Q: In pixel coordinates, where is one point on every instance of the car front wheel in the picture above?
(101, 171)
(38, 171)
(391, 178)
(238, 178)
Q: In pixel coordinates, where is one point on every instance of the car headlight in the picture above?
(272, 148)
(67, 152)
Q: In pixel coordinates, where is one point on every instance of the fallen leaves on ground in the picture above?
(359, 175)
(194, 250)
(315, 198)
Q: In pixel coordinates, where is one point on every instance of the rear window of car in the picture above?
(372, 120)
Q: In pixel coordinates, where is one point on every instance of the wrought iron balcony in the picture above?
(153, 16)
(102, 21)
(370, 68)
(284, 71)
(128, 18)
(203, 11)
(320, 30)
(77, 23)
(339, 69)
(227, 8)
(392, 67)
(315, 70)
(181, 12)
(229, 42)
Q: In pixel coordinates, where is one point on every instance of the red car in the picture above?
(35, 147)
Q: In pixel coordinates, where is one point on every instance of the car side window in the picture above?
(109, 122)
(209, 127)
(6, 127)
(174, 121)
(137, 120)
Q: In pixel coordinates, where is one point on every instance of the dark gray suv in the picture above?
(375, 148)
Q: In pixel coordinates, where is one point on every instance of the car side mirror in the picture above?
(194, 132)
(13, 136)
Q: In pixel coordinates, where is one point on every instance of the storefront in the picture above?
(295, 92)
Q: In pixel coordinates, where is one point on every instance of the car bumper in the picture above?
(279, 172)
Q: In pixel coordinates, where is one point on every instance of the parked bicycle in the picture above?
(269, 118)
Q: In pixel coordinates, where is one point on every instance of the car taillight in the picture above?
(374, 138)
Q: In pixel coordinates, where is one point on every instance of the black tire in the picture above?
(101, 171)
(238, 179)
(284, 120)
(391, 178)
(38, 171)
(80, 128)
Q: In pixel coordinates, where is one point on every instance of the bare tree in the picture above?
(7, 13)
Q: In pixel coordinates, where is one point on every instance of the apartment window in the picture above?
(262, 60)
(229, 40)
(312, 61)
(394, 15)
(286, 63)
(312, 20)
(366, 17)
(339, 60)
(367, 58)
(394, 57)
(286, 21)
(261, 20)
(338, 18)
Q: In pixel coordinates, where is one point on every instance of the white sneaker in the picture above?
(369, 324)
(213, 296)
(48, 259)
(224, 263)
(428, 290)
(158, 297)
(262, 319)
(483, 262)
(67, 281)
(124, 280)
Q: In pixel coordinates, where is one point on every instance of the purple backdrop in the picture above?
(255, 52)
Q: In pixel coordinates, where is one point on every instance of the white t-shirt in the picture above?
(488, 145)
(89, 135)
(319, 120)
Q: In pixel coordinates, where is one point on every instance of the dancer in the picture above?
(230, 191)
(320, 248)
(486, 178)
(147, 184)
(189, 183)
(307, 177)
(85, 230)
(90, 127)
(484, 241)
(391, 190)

· · · · ·

:: Aim of the exercise ::
Starting with the line that contains "backdrop in the picture above?" and running through the final line of the records, render those lines as a JSON list of strings with one string per line and no blank lines.

:: Correct response ::
[
  "Q: In pixel coordinates, where is one point on every instance of the purple backdrop in the picture above?",
  "(255, 52)",
  "Q: In pixel coordinates, where is one point on every instance of the white t-shirt in the picture above?",
  "(488, 145)",
  "(89, 135)",
  "(319, 120)",
  "Q: In pixel coordinates, where is one point on every instance of the dancer in the picture above?",
  "(230, 191)",
  "(320, 248)",
  "(486, 178)",
  "(147, 184)",
  "(189, 183)",
  "(307, 177)",
  "(85, 230)",
  "(90, 127)",
  "(484, 241)",
  "(391, 190)"
]